• [Instructions for the task] Starting at the line containing "of the wooden" and ending with the line containing "227], [40, 213]]", reproduce those lines of the material with "wooden wall panel" changed to "timber wall panel", leaving all other text as it is.

Some records:
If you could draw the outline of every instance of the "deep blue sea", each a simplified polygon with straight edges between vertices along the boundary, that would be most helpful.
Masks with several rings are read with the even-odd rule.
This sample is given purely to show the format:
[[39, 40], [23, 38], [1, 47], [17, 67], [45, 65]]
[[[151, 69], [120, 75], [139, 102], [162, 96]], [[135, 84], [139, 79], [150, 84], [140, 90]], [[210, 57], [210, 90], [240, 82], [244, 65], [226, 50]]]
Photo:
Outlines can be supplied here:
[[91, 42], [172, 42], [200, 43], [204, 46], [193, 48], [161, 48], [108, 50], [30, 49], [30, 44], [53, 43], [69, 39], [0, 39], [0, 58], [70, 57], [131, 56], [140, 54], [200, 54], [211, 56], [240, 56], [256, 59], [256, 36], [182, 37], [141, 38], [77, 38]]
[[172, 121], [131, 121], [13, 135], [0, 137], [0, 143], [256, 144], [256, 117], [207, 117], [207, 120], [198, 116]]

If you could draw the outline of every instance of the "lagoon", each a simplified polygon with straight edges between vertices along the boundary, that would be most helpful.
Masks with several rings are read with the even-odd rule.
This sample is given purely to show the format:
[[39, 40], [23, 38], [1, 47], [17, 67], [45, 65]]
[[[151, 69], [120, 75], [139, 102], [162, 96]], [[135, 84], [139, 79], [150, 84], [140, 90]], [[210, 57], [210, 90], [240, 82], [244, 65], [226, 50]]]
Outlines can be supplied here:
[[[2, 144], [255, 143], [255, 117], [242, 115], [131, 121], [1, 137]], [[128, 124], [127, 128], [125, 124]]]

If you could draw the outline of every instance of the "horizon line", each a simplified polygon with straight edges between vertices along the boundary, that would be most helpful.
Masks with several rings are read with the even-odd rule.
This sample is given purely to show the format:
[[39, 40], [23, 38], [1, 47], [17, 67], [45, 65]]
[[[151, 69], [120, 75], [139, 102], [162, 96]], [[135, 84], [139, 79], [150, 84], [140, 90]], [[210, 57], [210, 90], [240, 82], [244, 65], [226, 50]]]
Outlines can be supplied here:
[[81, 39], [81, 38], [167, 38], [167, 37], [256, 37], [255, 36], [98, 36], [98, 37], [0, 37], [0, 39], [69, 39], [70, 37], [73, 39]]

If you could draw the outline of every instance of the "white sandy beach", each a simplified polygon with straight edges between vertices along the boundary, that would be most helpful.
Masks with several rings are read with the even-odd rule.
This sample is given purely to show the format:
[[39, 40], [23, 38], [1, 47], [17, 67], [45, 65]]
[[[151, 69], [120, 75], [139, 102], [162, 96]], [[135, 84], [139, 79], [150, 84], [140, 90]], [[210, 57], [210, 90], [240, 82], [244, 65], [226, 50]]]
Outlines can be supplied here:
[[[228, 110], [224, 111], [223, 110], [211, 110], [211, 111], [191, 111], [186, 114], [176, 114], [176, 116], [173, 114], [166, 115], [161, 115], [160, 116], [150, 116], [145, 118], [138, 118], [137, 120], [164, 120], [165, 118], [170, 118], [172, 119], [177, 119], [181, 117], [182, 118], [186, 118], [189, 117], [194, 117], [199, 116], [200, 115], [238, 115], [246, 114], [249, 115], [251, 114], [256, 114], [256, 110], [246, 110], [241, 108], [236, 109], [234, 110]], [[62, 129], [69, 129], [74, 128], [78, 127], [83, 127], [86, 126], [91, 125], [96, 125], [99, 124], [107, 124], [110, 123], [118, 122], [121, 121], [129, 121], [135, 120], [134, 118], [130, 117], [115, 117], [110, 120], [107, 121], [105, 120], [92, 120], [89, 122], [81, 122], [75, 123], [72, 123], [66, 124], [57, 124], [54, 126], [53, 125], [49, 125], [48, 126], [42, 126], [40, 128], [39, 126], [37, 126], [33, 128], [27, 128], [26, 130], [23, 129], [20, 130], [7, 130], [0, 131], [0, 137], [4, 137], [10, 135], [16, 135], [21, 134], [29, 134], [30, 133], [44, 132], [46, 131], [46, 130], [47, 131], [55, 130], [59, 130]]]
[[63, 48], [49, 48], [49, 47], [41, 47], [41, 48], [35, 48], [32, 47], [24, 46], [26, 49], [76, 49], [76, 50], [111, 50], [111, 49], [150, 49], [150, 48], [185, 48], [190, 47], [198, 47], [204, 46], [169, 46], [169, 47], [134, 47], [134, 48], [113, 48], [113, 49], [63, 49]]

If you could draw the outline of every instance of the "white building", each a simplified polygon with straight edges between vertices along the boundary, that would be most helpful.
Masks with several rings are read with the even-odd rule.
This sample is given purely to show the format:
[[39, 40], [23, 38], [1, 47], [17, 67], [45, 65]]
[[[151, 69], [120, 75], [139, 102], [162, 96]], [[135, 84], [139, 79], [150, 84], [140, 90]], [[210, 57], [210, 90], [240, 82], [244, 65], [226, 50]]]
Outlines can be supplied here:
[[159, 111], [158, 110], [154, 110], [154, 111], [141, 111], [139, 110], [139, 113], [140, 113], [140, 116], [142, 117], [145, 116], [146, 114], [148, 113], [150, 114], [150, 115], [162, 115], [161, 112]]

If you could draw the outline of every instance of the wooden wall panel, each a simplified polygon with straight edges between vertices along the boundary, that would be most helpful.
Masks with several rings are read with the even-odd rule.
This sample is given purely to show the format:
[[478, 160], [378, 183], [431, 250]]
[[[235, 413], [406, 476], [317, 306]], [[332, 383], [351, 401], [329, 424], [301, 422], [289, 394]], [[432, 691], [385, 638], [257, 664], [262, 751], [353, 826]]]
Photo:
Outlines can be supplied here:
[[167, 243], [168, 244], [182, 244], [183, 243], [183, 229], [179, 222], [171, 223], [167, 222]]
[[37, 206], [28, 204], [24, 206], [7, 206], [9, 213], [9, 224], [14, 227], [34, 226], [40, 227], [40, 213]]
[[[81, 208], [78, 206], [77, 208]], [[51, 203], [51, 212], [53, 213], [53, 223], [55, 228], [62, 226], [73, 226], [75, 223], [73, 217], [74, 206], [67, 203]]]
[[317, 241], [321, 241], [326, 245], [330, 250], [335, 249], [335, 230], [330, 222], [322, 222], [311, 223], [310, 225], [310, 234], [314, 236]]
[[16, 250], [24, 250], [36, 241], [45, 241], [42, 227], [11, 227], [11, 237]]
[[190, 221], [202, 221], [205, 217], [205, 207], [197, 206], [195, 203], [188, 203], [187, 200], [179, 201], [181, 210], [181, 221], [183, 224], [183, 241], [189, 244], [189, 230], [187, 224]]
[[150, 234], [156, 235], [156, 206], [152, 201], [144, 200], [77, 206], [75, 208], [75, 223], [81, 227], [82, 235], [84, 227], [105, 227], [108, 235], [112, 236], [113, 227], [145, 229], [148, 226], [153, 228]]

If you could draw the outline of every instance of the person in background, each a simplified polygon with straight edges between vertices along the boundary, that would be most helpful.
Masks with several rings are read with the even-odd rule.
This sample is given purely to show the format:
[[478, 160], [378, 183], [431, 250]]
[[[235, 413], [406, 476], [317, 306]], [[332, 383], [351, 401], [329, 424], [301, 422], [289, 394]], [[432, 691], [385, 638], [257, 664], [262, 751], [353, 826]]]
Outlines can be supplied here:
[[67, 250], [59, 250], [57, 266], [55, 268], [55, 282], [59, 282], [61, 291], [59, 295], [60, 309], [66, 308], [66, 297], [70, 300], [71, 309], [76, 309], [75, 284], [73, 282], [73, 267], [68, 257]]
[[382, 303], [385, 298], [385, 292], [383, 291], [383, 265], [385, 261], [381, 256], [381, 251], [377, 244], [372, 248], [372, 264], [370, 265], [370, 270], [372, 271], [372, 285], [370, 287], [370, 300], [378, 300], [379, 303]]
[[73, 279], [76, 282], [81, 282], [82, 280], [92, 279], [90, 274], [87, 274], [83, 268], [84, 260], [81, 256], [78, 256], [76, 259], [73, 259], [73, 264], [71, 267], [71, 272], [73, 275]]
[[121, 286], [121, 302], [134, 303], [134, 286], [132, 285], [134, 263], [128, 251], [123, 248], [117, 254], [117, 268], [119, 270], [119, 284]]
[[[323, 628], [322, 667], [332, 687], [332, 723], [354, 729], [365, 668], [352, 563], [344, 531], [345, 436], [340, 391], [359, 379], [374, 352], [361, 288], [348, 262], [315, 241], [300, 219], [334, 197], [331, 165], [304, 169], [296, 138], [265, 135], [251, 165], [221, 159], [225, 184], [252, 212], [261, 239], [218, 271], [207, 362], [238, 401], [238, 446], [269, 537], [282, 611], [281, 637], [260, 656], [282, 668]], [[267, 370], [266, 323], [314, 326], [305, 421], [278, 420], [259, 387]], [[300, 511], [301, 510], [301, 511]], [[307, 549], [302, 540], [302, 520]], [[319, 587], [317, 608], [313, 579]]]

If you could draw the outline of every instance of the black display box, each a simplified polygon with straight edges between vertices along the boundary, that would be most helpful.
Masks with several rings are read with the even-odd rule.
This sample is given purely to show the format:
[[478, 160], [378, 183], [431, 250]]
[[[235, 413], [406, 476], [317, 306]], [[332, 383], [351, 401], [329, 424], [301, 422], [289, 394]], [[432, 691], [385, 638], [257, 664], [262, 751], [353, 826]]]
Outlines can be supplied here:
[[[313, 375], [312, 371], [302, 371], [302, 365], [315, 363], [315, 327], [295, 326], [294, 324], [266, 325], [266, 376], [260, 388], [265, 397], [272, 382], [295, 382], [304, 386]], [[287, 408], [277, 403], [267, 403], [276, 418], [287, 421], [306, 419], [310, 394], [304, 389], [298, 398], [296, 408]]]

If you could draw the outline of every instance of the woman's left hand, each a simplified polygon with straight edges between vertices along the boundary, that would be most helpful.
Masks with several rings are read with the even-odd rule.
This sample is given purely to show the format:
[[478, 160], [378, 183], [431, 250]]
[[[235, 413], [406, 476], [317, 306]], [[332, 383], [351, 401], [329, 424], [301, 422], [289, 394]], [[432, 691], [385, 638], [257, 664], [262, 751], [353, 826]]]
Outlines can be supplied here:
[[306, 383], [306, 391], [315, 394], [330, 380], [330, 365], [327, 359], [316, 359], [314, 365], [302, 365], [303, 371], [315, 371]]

• [Problem solution]
If you could draw the outline of every instance of the timber wall panel, each a simplified polygon with straight edges between vertices along the boundary, that would be most helpful.
Masks with several rings are read with the even-odd rule.
This sample is given purely to show the format:
[[478, 160], [378, 183], [431, 250]]
[[[235, 413], [406, 476], [317, 306]], [[332, 383], [351, 401], [329, 424], [301, 422], [289, 394]], [[432, 691], [385, 638], [257, 664], [262, 751], [353, 826]]]
Photo:
Outlines can be supplied here:
[[167, 243], [168, 244], [182, 244], [183, 243], [183, 229], [179, 222], [171, 223], [167, 222]]
[[37, 206], [28, 204], [24, 206], [7, 206], [9, 213], [9, 224], [14, 227], [34, 226], [40, 227], [40, 213]]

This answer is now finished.